* Task 1: In the article on DVD backups below, write out everything from "The Case for" down to "Archiving Backup System.".

* Text section:
The Case for DVD in Backups

Copyright 2008 by Stephen Vermeulen
Last updated: 2008 Oct 12


This is part of a series of articles on backing up computers. The top page is Design for an Archiving Backup System.

The device and type of media that will be used to perform backups is important to consider. At the current time, and probably for the next few years DVD-R media and DVD writer drives (single and dual-layer) will be the most cost effective per byte, for an analysis of this see Backup Media Costs. In a few years time, say in 2008 or 2009, BlueRay or another HD-DVD type system might become less expensive per byte than DVD. Name brand DVD-R media can often be purchased locally in 100 packs for about $0.35 per disk, and no-name blank media can be found for about $0.15 per disk. These prices make the cost per gigabyte $0.03 to $0.08/GB. Compare this to the cost of using a 300GB IDE drive (current price is about $110) of $0.36/GB and the cost of blank tape media of $0.20/GB (for the 200GB LTO tape) or $0.53/GB for the DAT-72 format. The drive mechanism for DVD is also very inexpensive, especially when compared with tape drives, which can easily exceed $1000. The DVD mechanism is comparable in cost to an external USB enclosure that one might put a large IDE drive into, so that you have removable storage. If you use DVD-RW media you can potentially have several sets of media and rotate among them (erasing the old contents first), so that you reuse the media - however this raises the cost to somewhere between $0.11/GB and $0.22/GB (no name versus name brand) so about three times as expensive as the DVD-R approach, but less expensive than tape.

Excerpt from a dataset
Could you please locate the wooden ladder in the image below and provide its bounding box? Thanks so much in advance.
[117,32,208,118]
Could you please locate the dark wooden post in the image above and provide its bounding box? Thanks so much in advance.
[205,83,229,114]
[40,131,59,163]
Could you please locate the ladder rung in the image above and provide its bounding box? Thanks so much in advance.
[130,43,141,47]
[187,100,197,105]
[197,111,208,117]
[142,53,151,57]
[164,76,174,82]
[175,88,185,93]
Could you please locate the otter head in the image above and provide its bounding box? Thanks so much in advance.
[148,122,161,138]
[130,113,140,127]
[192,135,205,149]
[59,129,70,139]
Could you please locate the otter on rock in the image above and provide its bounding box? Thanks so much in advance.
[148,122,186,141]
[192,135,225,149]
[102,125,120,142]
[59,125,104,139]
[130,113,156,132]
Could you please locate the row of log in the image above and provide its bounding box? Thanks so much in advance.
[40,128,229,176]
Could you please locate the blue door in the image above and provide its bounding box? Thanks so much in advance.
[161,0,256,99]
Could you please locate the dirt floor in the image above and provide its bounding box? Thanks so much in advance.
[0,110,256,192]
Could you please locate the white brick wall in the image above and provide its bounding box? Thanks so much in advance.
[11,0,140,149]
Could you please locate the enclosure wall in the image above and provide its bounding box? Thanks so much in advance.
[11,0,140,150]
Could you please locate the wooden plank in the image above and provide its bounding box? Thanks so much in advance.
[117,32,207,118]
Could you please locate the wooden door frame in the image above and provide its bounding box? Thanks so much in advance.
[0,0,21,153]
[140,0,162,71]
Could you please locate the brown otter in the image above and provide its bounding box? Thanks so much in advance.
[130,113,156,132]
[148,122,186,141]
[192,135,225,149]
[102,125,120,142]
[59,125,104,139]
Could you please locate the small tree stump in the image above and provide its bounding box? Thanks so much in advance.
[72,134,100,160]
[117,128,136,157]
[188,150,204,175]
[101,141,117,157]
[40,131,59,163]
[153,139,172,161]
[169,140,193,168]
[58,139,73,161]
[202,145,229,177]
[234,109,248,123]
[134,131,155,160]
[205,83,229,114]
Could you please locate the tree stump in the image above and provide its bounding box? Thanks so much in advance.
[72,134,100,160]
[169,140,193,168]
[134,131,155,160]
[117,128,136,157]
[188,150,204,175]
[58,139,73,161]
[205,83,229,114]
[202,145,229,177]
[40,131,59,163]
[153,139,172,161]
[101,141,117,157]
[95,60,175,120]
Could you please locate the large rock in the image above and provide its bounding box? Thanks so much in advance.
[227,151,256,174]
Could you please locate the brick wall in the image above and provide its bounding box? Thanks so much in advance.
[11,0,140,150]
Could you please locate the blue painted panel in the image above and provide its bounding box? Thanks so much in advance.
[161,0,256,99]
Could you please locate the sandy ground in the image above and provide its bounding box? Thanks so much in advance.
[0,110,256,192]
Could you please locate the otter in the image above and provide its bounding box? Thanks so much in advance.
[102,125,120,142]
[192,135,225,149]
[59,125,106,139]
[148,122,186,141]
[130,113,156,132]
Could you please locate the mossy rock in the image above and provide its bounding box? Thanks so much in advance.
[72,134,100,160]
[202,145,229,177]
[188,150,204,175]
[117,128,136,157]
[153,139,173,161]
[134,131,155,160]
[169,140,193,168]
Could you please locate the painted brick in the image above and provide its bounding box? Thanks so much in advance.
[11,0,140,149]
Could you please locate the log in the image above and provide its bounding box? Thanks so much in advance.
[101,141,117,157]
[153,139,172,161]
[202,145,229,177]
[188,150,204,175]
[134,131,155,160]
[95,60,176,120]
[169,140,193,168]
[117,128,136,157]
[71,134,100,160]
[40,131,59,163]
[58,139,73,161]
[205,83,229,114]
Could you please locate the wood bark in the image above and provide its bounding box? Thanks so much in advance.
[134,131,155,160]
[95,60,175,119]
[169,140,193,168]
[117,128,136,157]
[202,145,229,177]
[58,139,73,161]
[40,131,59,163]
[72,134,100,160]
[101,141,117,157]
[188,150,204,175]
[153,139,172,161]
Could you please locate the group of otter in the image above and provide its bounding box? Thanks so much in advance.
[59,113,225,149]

* Task 2: Give again everything in the records from the line containing "Could you please locate the wood bark" down to the end of the records.

* Reply 1:
The Case for DVD in Backups

Copyright 2008 by Stephen Vermeulen
Last updated: 2008 Oct 12


This is part of a series of articles on backing up computers. The top page is Design for an Archiving Backup System.

* Reply 2:
Could you please locate the wood bark in the image above and provide its bounding box? Thanks so much in advance.
[134,131,155,160]
[95,60,175,119]
[169,140,193,168]
[117,128,136,157]
[202,145,229,177]
[58,139,73,161]
[40,131,59,163]
[72,134,100,160]
[101,141,117,157]
[188,150,204,175]
[153,139,172,161]
Could you please locate the group of otter in the image above and provide its bounding box? Thanks so much in advance.
[59,113,225,149]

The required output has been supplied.